| Exercise goal |
Transcribe the lines of the records starting with the one that has "Practice step: indicate the potted" in it and ending with the last, and transcribe nothing else.

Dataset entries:
____________________

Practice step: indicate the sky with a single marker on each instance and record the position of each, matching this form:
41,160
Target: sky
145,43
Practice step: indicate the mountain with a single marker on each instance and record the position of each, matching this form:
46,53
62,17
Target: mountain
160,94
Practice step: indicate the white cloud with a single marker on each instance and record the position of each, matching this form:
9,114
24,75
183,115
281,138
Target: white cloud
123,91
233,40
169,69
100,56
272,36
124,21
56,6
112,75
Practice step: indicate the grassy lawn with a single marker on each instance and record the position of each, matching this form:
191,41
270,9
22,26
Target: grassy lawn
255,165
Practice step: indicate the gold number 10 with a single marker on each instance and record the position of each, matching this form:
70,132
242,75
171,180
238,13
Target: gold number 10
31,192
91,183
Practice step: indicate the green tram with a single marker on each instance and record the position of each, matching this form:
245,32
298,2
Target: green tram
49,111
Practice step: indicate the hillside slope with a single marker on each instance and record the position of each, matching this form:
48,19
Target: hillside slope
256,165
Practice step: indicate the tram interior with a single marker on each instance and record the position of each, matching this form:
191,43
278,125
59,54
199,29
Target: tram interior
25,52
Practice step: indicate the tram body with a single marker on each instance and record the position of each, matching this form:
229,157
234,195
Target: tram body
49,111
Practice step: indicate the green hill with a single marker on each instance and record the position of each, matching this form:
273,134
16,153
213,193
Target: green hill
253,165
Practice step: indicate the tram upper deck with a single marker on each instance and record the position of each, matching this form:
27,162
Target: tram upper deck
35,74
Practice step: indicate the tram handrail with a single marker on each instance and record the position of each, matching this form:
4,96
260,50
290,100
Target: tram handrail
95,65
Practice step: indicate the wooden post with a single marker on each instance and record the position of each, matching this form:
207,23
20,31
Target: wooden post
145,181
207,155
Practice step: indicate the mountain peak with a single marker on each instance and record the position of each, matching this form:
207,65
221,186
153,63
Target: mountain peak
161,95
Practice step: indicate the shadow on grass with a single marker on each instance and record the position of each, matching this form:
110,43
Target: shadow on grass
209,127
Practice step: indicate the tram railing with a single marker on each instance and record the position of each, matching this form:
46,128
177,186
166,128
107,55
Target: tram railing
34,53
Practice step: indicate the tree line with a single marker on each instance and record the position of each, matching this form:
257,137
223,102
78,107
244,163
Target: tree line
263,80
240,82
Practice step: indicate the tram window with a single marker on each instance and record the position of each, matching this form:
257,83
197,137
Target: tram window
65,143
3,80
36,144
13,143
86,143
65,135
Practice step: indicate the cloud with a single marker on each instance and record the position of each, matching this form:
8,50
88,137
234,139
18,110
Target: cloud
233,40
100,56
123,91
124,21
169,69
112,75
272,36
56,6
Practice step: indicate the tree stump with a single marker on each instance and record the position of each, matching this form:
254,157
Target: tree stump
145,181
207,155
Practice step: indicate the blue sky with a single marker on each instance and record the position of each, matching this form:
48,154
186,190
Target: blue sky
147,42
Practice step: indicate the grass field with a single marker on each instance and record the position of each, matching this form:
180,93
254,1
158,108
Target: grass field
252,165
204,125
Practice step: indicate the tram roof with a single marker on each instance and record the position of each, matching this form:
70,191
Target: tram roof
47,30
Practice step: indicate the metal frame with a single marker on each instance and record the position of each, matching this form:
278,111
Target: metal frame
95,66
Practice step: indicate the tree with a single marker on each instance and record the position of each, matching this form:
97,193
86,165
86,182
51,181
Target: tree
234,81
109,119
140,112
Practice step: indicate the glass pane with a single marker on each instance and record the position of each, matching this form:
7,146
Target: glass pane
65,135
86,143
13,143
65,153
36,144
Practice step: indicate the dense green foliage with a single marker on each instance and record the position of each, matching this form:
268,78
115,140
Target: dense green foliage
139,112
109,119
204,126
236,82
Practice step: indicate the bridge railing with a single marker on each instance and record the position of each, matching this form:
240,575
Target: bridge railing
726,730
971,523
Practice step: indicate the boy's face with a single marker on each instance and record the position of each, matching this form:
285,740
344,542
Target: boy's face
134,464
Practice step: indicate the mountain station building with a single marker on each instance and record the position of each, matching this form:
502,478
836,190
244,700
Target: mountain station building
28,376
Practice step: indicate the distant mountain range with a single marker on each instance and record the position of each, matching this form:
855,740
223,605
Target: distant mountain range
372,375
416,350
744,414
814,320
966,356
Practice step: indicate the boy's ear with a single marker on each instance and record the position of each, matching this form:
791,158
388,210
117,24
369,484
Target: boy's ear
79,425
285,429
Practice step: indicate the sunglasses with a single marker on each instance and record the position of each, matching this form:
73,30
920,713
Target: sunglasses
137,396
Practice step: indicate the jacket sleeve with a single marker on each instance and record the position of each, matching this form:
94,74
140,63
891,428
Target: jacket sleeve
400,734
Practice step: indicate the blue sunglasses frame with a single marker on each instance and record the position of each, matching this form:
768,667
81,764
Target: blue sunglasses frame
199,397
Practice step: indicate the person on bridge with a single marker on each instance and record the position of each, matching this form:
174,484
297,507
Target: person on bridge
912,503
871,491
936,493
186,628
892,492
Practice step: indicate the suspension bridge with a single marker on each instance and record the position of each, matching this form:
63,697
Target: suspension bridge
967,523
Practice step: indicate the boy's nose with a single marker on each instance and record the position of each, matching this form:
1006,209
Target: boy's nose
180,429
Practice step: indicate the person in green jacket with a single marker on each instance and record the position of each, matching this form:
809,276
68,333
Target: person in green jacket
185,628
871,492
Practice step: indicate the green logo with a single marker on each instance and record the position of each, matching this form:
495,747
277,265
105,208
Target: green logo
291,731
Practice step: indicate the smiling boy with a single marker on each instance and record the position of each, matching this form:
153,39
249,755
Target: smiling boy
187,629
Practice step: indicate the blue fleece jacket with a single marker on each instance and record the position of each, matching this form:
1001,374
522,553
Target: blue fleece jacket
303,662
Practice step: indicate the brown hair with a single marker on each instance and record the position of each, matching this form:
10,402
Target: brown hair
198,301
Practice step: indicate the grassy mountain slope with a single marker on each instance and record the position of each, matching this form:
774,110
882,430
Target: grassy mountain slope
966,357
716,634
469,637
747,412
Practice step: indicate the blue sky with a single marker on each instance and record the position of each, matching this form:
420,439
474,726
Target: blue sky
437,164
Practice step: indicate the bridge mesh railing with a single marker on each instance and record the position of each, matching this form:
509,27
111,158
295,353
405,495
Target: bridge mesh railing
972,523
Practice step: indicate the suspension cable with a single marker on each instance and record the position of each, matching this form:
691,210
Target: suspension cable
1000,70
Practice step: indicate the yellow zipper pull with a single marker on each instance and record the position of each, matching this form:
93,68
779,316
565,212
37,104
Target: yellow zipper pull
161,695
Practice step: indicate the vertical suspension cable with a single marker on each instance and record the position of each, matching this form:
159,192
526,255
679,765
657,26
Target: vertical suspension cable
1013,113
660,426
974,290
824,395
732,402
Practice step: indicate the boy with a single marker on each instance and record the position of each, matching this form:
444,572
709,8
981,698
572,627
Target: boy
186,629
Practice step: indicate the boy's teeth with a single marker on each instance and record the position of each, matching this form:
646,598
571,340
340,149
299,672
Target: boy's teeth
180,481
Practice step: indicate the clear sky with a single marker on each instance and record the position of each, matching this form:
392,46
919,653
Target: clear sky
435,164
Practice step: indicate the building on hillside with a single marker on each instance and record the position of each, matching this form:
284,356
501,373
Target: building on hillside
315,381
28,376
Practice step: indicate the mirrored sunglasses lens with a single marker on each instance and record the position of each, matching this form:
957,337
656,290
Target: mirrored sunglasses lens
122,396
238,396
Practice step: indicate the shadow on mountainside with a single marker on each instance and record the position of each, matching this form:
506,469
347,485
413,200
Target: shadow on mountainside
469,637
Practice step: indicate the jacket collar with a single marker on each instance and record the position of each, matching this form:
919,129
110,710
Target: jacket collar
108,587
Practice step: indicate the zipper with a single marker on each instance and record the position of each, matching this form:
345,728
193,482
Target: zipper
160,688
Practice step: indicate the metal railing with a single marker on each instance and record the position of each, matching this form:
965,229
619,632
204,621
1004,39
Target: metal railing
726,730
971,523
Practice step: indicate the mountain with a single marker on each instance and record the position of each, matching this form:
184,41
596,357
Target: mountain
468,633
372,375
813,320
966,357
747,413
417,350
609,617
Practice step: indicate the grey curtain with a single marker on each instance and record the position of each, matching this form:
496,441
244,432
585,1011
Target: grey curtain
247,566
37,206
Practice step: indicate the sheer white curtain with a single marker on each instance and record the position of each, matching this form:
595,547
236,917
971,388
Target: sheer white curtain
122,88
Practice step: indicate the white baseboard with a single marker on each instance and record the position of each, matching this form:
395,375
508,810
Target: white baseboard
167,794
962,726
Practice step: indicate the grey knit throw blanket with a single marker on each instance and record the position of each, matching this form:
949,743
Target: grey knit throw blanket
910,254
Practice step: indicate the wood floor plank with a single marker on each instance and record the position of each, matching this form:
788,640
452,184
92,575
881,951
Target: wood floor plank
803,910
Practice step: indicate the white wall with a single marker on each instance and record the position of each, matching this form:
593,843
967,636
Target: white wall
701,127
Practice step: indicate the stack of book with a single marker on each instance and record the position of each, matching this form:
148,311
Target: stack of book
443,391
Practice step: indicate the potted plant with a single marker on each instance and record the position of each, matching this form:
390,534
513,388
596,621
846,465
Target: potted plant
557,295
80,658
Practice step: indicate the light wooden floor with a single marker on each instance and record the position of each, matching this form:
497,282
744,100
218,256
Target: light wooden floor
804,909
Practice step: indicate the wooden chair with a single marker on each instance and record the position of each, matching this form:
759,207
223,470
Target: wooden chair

____________________

| Exercise response |
Practice step: indicate the potted plant with a single marker on each instance and record the position of each, matching this form:
390,534
513,388
596,621
846,465
Target: potted plant
557,295
80,658
Practice step: indicate the light wooden floor with a single marker on each instance and record the position of each, matching this form:
497,282
744,100
218,256
Target: light wooden floor
804,909
Practice step: indicate the wooden chair with a single marker on each instance and record the position of each, matching this form:
759,207
223,470
Target: wooden chair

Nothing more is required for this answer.